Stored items
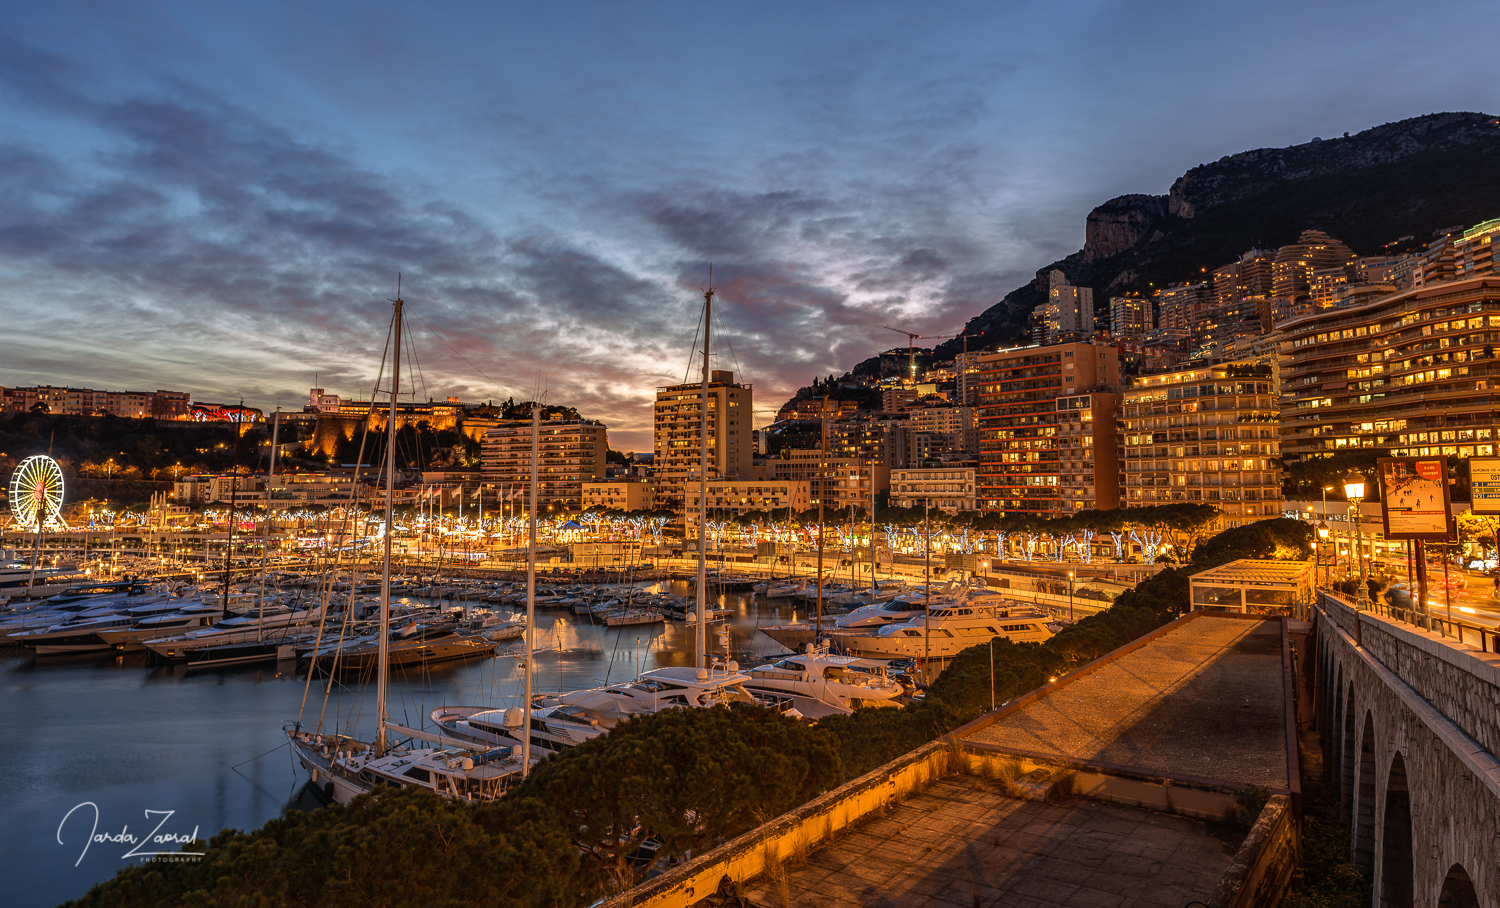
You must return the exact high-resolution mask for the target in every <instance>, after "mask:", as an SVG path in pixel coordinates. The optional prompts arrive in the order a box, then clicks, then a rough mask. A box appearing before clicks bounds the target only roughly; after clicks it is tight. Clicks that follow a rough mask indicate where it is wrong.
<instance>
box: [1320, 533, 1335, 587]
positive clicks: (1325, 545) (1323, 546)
mask: <svg viewBox="0 0 1500 908" xmlns="http://www.w3.org/2000/svg"><path fill="white" fill-rule="evenodd" d="M1317 537H1319V539H1320V540H1322V542H1319V546H1317V561H1319V567H1323V551H1325V549H1326V548H1328V521H1319V522H1317ZM1332 573H1334V570H1332V567H1325V569H1323V585H1325V587H1328V585H1331V584H1332V582H1334V578H1332Z"/></svg>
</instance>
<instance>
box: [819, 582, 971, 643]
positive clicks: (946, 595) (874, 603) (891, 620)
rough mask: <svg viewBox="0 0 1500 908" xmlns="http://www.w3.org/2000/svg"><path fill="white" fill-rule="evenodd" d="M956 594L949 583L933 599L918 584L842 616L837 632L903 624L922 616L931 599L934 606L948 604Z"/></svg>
mask: <svg viewBox="0 0 1500 908" xmlns="http://www.w3.org/2000/svg"><path fill="white" fill-rule="evenodd" d="M953 597H954V596H951V594H950V588H948V584H942V585H939V587H936V588H933V591H932V596H930V599H929V596H927V593H926V590H924V587H922V585H919V584H918V585H916V587H913V588H912V590H909V591H906V593H903V594H900V596H894V597H891V599H886V600H885V602H874V603H870V605H862V606H859V608H856V609H853V611H852V612H849V614H847V615H838V618H837V620H835V621H834V629H835V630H834V633H837V632H838V630H859V632H861V633H862V632H867V630H873V629H879V627H885V626H886V624H900V623H901V621H909V620H910V618H915V617H918V615H921V614H922V609H924V608H929V605H927V602H929V600H930V603H932V606H933V608H938V606H942V605H947V603H948V602H950V600H951V599H953Z"/></svg>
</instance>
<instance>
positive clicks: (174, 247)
mask: <svg viewBox="0 0 1500 908" xmlns="http://www.w3.org/2000/svg"><path fill="white" fill-rule="evenodd" d="M0 50H5V51H6V53H0V95H3V96H5V99H6V102H7V104H9V105H10V111H9V114H10V116H17V111H24V114H26V116H27V117H33V119H36V120H37V122H43V123H48V125H51V128H52V129H58V131H69V132H72V134H84V135H87V137H89V141H86V143H77V141H69V143H58V141H51V140H49V138H48V137H46V131H43V132H42V134H39V138H36V140H34V141H31V143H24V141H17V140H15V138H12V141H10V143H9V144H3V146H0V201H3V210H0V269H3V270H5V273H6V275H7V276H9V278H10V285H12V288H15V290H13V293H10V294H7V296H6V299H5V300H3V302H0V311H3V315H5V318H6V320H7V323H9V324H12V326H15V329H13V330H12V332H9V336H7V338H6V339H3V341H0V351H3V353H5V354H6V356H5V357H3V360H5V365H0V383H13V384H28V383H34V381H51V383H68V384H78V386H111V387H120V386H121V384H129V386H135V387H175V389H181V390H190V392H193V393H195V395H198V396H201V398H208V399H231V398H236V396H239V395H240V393H246V392H248V390H249V392H251V393H255V392H260V393H270V395H273V399H263V401H255V402H258V404H261V405H278V404H279V405H282V407H297V405H300V402H302V399H303V398H302V393H303V392H302V389H303V387H306V386H311V384H312V381H314V377H315V375H317V377H318V378H317V380H318V383H320V384H321V386H324V387H327V389H330V390H336V392H339V393H344V395H347V396H356V395H363V393H369V392H371V389H372V386H374V381H375V372H377V371H378V368H380V362H381V356H383V353H381V350H383V344H384V339H386V327H387V323H389V303H387V302H386V300H387V297H390V296H395V284H396V273H398V272H401V273H402V284H404V296H405V297H407V300H408V311H410V314H411V321H410V326H411V350H413V351H414V353H416V362H414V363H413V366H411V369H410V371H408V375H410V381H411V384H408V387H414V389H416V393H419V395H426V396H434V398H443V396H449V395H456V396H460V398H463V399H489V398H496V396H510V395H514V396H520V398H523V396H529V395H531V393H532V390H534V389H538V387H544V389H547V390H549V396H550V399H553V401H561V402H567V404H571V405H574V407H577V408H579V410H580V411H583V413H585V414H589V416H595V417H600V419H604V420H606V422H607V423H609V425H610V428H612V438H613V440H615V443H616V444H618V446H625V447H634V449H645V447H648V446H649V428H651V396H652V389H654V387H655V386H660V384H667V383H676V381H679V380H681V377H682V374H684V369H685V368H688V363H690V362H691V353H690V344H691V342H693V341H691V338H693V332H694V321H696V318H697V305H699V300H700V290H702V288H703V287H705V285H706V281H708V267H709V264H712V269H714V285H715V288H717V291H718V297H720V300H721V306H720V309H718V315H717V317H715V347H717V350H718V357H717V359H715V368H732V369H735V371H736V372H739V374H741V380H745V381H751V383H754V384H756V387H757V407H759V408H760V410H762V411H763V410H771V408H774V407H775V405H778V404H780V401H781V399H784V398H786V396H787V395H789V393H790V392H792V390H795V387H796V386H798V384H804V383H805V381H807V378H808V377H810V375H814V374H817V375H822V374H828V372H841V371H844V369H847V368H849V366H852V365H853V363H855V362H858V360H859V359H864V357H865V356H870V354H873V353H874V351H877V350H882V348H889V347H892V345H895V341H897V338H895V336H894V335H891V333H889V332H888V330H885V329H883V327H882V326H883V324H886V323H892V324H903V326H904V324H907V323H909V324H912V327H913V330H941V329H947V327H954V326H956V324H957V321H959V318H960V315H962V314H966V312H965V309H966V306H969V308H971V309H972V305H974V303H975V300H974V299H972V294H980V296H984V297H993V296H999V293H1004V290H999V288H995V290H986V291H983V293H981V290H980V288H981V287H983V285H984V284H986V282H987V281H989V279H990V278H992V276H993V273H992V269H990V266H989V261H987V260H989V258H990V257H992V255H993V251H989V249H986V248H984V246H983V245H981V243H978V242H975V240H974V239H971V237H969V236H966V231H965V230H963V228H962V225H960V224H957V222H956V219H954V210H956V209H957V207H962V206H957V203H956V198H954V194H956V192H963V188H962V186H959V188H956V189H953V188H950V189H945V188H938V186H936V185H935V183H932V182H906V183H898V182H894V180H886V182H876V183H871V180H873V177H870V176H861V177H859V179H852V177H850V179H838V180H822V179H820V177H817V174H816V173H808V174H802V179H799V180H798V179H793V176H792V174H790V171H786V173H778V174H775V176H774V177H769V179H768V180H769V182H768V185H765V186H760V188H739V186H730V185H708V183H705V182H702V180H670V182H663V183H658V185H657V186H649V188H645V189H640V188H627V186H610V185H607V183H606V185H601V183H600V180H598V177H597V174H595V176H591V174H580V176H577V183H579V185H580V186H588V188H589V191H591V197H589V198H588V200H574V204H576V209H574V212H573V216H574V218H579V219H585V221H586V219H588V218H591V216H594V215H597V216H598V224H600V227H598V228H597V230H574V231H571V233H555V231H549V230H544V228H541V227H540V224H541V221H537V222H525V221H522V219H516V218H510V219H502V218H496V216H493V215H490V213H486V212H483V210H480V209H477V207H475V206H474V204H471V203H469V201H465V200H462V197H455V194H453V188H452V186H449V185H444V186H438V185H434V183H429V182H425V180H423V177H422V176H420V174H417V176H411V174H402V177H401V179H398V177H395V176H392V174H389V173H381V171H380V170H375V168H372V167H371V165H368V164H360V162H359V158H360V156H359V155H357V152H356V150H354V149H345V147H341V146H336V144H333V143H329V141H317V140H314V138H308V137H305V135H300V134H294V132H293V129H291V128H290V126H287V125H284V123H279V122H275V120H270V119H267V117H266V116H264V114H261V113H257V111H252V110H249V108H246V107H243V105H239V104H234V102H231V101H226V99H225V98H222V96H216V95H213V93H211V92H208V90H205V89H202V87H199V86H196V84H190V83H186V81H180V80H163V81H159V83H156V84H153V86H150V87H147V89H139V90H135V92H132V93H127V95H121V96H110V95H108V93H105V92H102V90H99V92H92V90H87V89H84V87H81V86H86V84H89V81H90V80H89V74H87V72H83V71H81V69H80V68H78V66H75V65H72V63H69V62H68V60H65V59H62V57H57V56H48V54H43V53H36V51H31V50H28V48H26V47H21V45H15V44H13V42H12V44H10V45H9V47H6V48H0ZM935 90H938V89H932V87H921V89H918V90H915V95H913V96H915V98H918V99H919V98H921V96H924V95H926V93H930V92H935ZM968 108H969V102H963V104H960V105H959V110H936V108H935V110H933V111H932V113H930V114H929V116H932V117H947V119H959V120H962V119H965V117H968V116H971V114H969V113H966V111H968ZM913 110H915V108H913ZM930 126H933V123H932V122H927V120H922V117H918V116H916V114H915V113H913V114H912V117H907V119H903V120H901V125H898V128H897V129H898V132H901V134H907V132H909V131H910V129H922V128H930ZM944 155H947V158H944ZM932 158H933V162H935V164H933V167H935V168H938V170H954V168H962V159H963V152H962V149H960V150H950V152H948V153H935V155H933V156H932ZM772 170H777V168H772ZM813 185H816V189H814V188H813ZM540 191H543V192H546V194H547V200H549V203H552V204H558V201H559V200H561V198H562V194H561V192H558V189H556V183H555V180H553V183H552V185H547V186H541V189H540ZM986 302H989V300H986ZM935 315H936V317H941V318H944V320H948V321H951V323H953V324H939V323H936V321H935ZM92 351H99V353H98V354H95V353H92ZM248 396H249V395H248Z"/></svg>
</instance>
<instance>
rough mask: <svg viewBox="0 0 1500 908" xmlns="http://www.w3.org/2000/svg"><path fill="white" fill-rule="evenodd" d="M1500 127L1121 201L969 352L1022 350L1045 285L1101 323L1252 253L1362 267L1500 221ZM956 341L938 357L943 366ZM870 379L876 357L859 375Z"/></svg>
mask: <svg viewBox="0 0 1500 908" xmlns="http://www.w3.org/2000/svg"><path fill="white" fill-rule="evenodd" d="M1497 173H1500V119H1496V117H1494V116H1493V114H1479V113H1445V114H1428V116H1425V117H1415V119H1410V120H1400V122H1397V123H1386V125H1383V126H1376V128H1373V129H1367V131H1364V132H1359V134H1358V135H1344V137H1338V138H1314V140H1313V141H1310V143H1305V144H1301V146H1289V147H1286V149H1256V150H1251V152H1241V153H1238V155H1229V156H1226V158H1220V159H1218V161H1215V162H1212V164H1203V165H1200V167H1194V168H1193V170H1190V171H1188V173H1185V174H1182V176H1181V177H1178V180H1176V182H1175V183H1173V185H1172V188H1170V189H1169V192H1167V194H1166V195H1121V197H1116V198H1112V200H1109V201H1107V203H1104V204H1101V206H1100V207H1097V209H1094V210H1092V212H1089V218H1088V230H1086V234H1085V237H1086V239H1085V245H1083V249H1080V251H1077V252H1074V254H1073V255H1068V257H1067V258H1062V260H1059V261H1055V263H1050V264H1047V266H1044V267H1041V269H1038V270H1037V279H1035V281H1031V282H1028V284H1026V285H1023V287H1017V288H1016V290H1013V291H1011V293H1008V294H1005V299H1002V300H1001V302H999V303H996V305H993V306H990V308H989V309H986V311H984V312H980V314H978V315H975V317H974V318H971V320H969V321H968V324H965V329H963V333H965V335H968V336H969V348H971V350H975V348H984V347H996V345H1011V344H1017V342H1025V338H1026V327H1028V318H1029V315H1031V311H1032V309H1034V308H1035V306H1037V305H1040V303H1041V302H1043V300H1044V299H1046V285H1047V284H1046V278H1044V275H1046V273H1047V272H1050V270H1052V269H1059V270H1062V273H1064V275H1067V276H1068V281H1070V282H1073V284H1076V285H1080V287H1092V288H1094V299H1095V308H1097V312H1098V314H1100V317H1101V318H1107V305H1109V297H1110V296H1118V294H1121V293H1124V291H1130V290H1140V291H1148V290H1151V288H1152V287H1164V285H1167V284H1172V282H1178V281H1188V279H1193V278H1196V276H1197V275H1200V273H1202V272H1200V269H1205V267H1208V269H1211V270H1212V269H1215V267H1218V266H1221V264H1229V263H1230V261H1235V260H1236V258H1239V255H1241V254H1244V252H1245V251H1248V249H1254V248H1263V249H1265V248H1277V246H1284V245H1287V243H1290V242H1293V240H1296V237H1298V234H1299V233H1301V231H1304V230H1307V228H1317V230H1323V231H1326V233H1329V234H1331V236H1335V237H1338V239H1341V240H1344V242H1346V243H1349V246H1350V248H1353V249H1355V252H1358V254H1361V255H1368V254H1373V252H1377V251H1379V249H1380V246H1382V245H1385V243H1389V242H1392V240H1397V239H1401V237H1409V236H1415V237H1428V236H1431V234H1433V231H1434V230H1439V228H1445V227H1454V225H1466V227H1467V225H1472V224H1478V222H1481V221H1485V219H1488V218H1497V216H1500V180H1497V179H1496V174H1497ZM960 350H962V341H948V342H945V344H942V345H941V347H938V350H936V351H935V354H936V356H938V357H951V356H956V354H957V353H959V351H960ZM852 372H853V374H856V375H874V374H877V372H879V357H876V359H870V360H865V362H862V363H859V365H858V366H855V368H853V371H852Z"/></svg>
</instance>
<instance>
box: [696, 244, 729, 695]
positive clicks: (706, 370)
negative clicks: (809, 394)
mask: <svg viewBox="0 0 1500 908" xmlns="http://www.w3.org/2000/svg"><path fill="white" fill-rule="evenodd" d="M712 326H714V278H712V272H709V278H708V290H705V291H703V411H702V414H700V422H702V425H700V426H699V444H700V447H699V458H697V633H696V635H694V636H693V641H694V647H696V650H694V651H696V653H697V668H708V630H706V627H708V552H706V546H708V333H709V332H711V330H712ZM718 432H720V435H723V426H721V425H720V426H718Z"/></svg>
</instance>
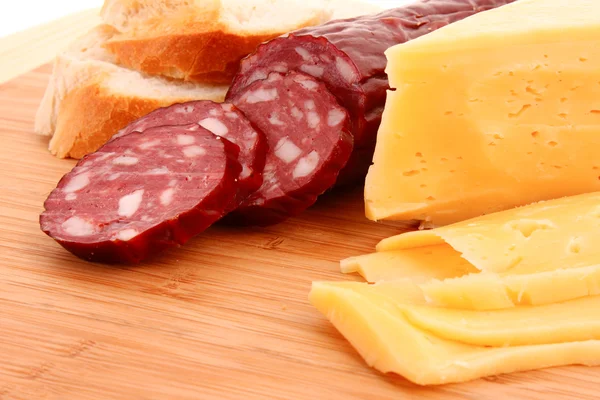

EXERCISE PROMPT => Copy the entries word for word, from their beginning through the line containing "positive clicks: (946, 595)", including that line. Omit the pictures from your copy.

RESULT OF THE TASK =>
You must return the exact high-resolution mask for the target in every <instance>, after "mask:", as an SVG path in pixel coordinates. The optional prompts arrive in the order a box, then clicks, then a rough mask. A box appearing before clicks bounds the target only roughly; after clicks it is tight. Clicks that follow a rough mask indicate where it is wrong.
<instance>
box: [1320, 533, 1335, 587]
positive clicks: (1325, 545) (1323, 546)
mask: <svg viewBox="0 0 1500 908" xmlns="http://www.w3.org/2000/svg"><path fill="white" fill-rule="evenodd" d="M1317 537H1319V539H1320V540H1322V542H1319V546H1317V561H1319V567H1323V551H1325V549H1326V548H1328V521H1319V522H1317ZM1332 573H1334V570H1332V567H1325V569H1323V585H1325V587H1328V585H1331V584H1332V582H1334V578H1332Z"/></svg>
</instance>
<instance>
box: [819, 582, 971, 643]
positive clicks: (946, 595) (874, 603) (891, 620)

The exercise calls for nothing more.